(Work to be completed)
Convert the data below into a numbered list with one item per line, skipping any blank lines. Leave the pictures out of your answer.

══════

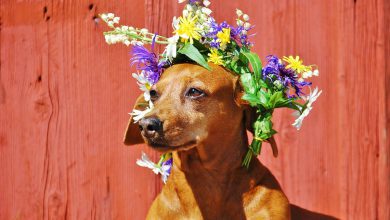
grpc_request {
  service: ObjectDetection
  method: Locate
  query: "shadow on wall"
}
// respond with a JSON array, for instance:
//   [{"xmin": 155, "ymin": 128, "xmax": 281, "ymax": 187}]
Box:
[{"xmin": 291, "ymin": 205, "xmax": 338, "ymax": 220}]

══════

(Response to this exercise)
1. grpc_request {
2.   service: ObjectDetection
3.   method: Locate
4.   query: "shadow on wall"
5. }
6. // respond with a JSON array, for instance:
7. //   [{"xmin": 155, "ymin": 128, "xmax": 281, "ymax": 187}]
8. Box:
9. [{"xmin": 291, "ymin": 205, "xmax": 338, "ymax": 220}]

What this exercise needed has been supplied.